### FRAGMENTO DEL DOCUMENTO
****
El promotor del club era el psiquatra forense Leopoldo Ortega-Monasterio (hijo del insigne compositor de «El meu avi», José Luis Ortega Monasterio, este, sin guión). No bien los comensales tomamos asiento, Leopoldo se dio un garbeo por las mesas para tomarnos la filiación, sin desprovechar la ocasión para bromear sagazmente con los caballeros y adular graciosamente a las señoras. Leopoldo, digámoslo ya, parecía salido de una película de teléfono blanco, o acaso de una novela nitrogenada de Eduardo Mendoza.
El leitmotiv de la velada era Menorca, lugar de veraneo de los Ortega-Monasterio y, según me pareció por algunos comentarios, de buena parte de los invitados (sospecho que los únicos que no disponíamos de residencia en la isla o en alguna de esas aldeas potemkin que son el Ampurdán o la Cerdaña éramos, ay, los chicos de la prensa). Por si quedaba alguna duda de que nos habíamos infiltrado en una manada de ricos, la sufrida ensalada que nos sirvieron de primero y el rosbif de ultratumba que hizo el segundo vinieron a despejarla. No en vano, el pésimo gusto por las cosas de comer es condición de alta cuna en Cataluña desde tiempos inmemoriales.
Llegados los postres, Leopoldo subió a la tarima y, micrófono en mano, evocó sus veraneos en Menorca mientras, sobre una pantalla tamaño cinexín, se iban sucediendo estampas familiares. «Aquí estoy con papá…» «En esta otra, con mis hermanos…» «Ah, los pescadores»… Por supuesto, ninguno de los clubbers hablaba en catalán; cuando menos, ninguno de los que yo alcancé a oír, que fueron unos cuantos, entre ellos los marqueses de Alella y los condes de no recuerdo qué erial. Quienes sí lo hablaban eran los dos indígenas que Leopoldo había mandado venir de la misma Menorca, y que ahora se disponían a ofrecernos un recital de canciones marineras a mayor gloria de Ortega padre. El catalán, en efecto, fue durante un lapso de la noche barcelonesa la lengua del servicio, como en los viejos buenos tiempos en que, ni que decir tiene, seguía instalada aquella troupe. A diferencia de lo que sucede con los cuadros flamencos de los señoritos andaluces, que normalmente cenan sobras en la cocina, los dos especímenes baleáricos habían cenado en una mesa contigua a la nuestra. El cometido de su actuación, según deduje, fue abrochar la remembranza veraniega esbozada por Leopoldo. Lo que no ya no sé si estaba previsto es que la luz mortecina y las sucesivas prórrogas del concierto, insólitamente springsteeniano, acabaran por despertar no ya bostezos, que también los hubo, sino ronquidos que, dado el público, no podían ser sino ostentóreos. Cuando ya el recital agonizaba, la dama de mi izquierda me susurró que ya faltaba poco para lo bueno. «Para el número fuerte», precisó, «que es lo que todos, en realidad, venimos a ver».
****
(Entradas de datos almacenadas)
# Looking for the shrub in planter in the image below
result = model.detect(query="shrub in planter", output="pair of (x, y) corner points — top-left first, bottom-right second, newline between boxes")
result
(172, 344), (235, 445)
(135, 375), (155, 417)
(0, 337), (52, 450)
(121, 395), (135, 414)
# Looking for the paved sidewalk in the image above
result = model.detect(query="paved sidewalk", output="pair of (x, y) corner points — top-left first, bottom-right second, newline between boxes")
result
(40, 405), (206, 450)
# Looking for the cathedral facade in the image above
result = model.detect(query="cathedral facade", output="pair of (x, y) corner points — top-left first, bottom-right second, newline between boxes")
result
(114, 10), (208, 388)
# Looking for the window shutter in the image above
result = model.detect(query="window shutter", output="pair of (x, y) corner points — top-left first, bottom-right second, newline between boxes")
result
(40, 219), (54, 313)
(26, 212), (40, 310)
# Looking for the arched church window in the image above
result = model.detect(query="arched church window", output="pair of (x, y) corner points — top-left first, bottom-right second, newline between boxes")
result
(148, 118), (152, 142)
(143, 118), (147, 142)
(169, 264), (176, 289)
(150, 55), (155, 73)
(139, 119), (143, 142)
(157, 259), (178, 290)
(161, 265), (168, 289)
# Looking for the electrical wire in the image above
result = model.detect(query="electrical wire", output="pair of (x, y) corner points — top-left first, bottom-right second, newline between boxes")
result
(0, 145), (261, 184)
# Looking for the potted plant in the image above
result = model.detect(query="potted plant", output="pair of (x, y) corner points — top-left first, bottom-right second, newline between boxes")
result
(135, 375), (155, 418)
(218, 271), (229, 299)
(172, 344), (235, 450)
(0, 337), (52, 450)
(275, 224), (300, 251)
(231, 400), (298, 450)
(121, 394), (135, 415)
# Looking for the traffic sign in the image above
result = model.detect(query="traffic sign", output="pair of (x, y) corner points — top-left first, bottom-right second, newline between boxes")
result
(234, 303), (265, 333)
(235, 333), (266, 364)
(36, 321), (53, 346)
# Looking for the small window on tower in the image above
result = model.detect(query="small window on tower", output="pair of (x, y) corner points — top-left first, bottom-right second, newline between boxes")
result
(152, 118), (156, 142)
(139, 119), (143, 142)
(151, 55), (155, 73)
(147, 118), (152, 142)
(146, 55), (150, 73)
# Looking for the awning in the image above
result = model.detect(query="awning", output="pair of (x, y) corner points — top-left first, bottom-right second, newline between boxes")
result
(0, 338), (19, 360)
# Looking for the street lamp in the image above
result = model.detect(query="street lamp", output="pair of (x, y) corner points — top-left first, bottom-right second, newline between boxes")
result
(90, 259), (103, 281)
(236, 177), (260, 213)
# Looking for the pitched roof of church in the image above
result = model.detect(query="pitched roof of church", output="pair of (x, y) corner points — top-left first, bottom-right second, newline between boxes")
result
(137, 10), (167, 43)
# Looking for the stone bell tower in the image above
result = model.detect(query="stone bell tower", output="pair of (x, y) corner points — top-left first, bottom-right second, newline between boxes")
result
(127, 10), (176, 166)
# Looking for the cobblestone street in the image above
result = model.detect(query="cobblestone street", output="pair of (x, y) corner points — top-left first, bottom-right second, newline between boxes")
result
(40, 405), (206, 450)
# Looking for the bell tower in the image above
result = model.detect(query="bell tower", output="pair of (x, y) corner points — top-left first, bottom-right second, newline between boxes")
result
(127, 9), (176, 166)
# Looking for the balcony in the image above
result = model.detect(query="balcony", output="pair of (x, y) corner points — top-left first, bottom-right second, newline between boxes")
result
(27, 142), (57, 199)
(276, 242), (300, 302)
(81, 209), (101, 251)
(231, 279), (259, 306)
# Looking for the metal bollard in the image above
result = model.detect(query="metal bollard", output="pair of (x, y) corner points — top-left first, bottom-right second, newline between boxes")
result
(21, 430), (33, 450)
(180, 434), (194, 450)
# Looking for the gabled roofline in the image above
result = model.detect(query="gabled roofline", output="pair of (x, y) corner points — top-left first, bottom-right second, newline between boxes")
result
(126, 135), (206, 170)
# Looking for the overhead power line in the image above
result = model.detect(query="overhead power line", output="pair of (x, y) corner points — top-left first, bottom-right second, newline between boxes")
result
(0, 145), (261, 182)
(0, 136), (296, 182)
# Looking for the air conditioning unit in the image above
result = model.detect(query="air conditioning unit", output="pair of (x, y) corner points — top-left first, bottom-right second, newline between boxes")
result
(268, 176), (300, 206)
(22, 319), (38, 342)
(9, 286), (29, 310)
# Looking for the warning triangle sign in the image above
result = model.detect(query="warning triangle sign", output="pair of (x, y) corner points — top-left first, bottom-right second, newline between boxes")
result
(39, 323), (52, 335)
****
### TAREA DE TRABAJO
Continúa la crónica de la cena menorquina del club a partir de su última oración.

### RESPUESTA AL EJERCICIO
Volvía a ser el turno de Leopoldo, que se arrancó con «Violetas imperiales», sosteniendo en vilo la nota de «Españaaaaaaa» como si prolongara no supe qué, si una verónica o un orgasmo. El público, su público, murmuraba la canción entre bamboleos; no, no es que se la supieran, sino que la letra se iba proyectando en la pantalla. ¿Un karaoke? Más bien los años cincuenta con power point. Cuando Leopoldo atacó «Amar y vivir» hubieron de contenerme, pues hice ademán de saltar a la palestra para remedar un dúo, y al fin vencer. Y otro tanto le ocurrió a uno de mis colegas cuando anunció «Tuna compostelana», ya la cuarta planta del Colegio de Médicos viniéndose abajo de pura felicidad. «Si en la facultad de periodismo no hubiera habido tanto capullo, habríamos tenido una tuna como Dios manda», y siguió a lo suyo, secundando con graciosa marcialidad a Leopoldo, que a esas horas era ya el gran Leopoldo, y uno había de decir su nombre mascando esquirlas de neón.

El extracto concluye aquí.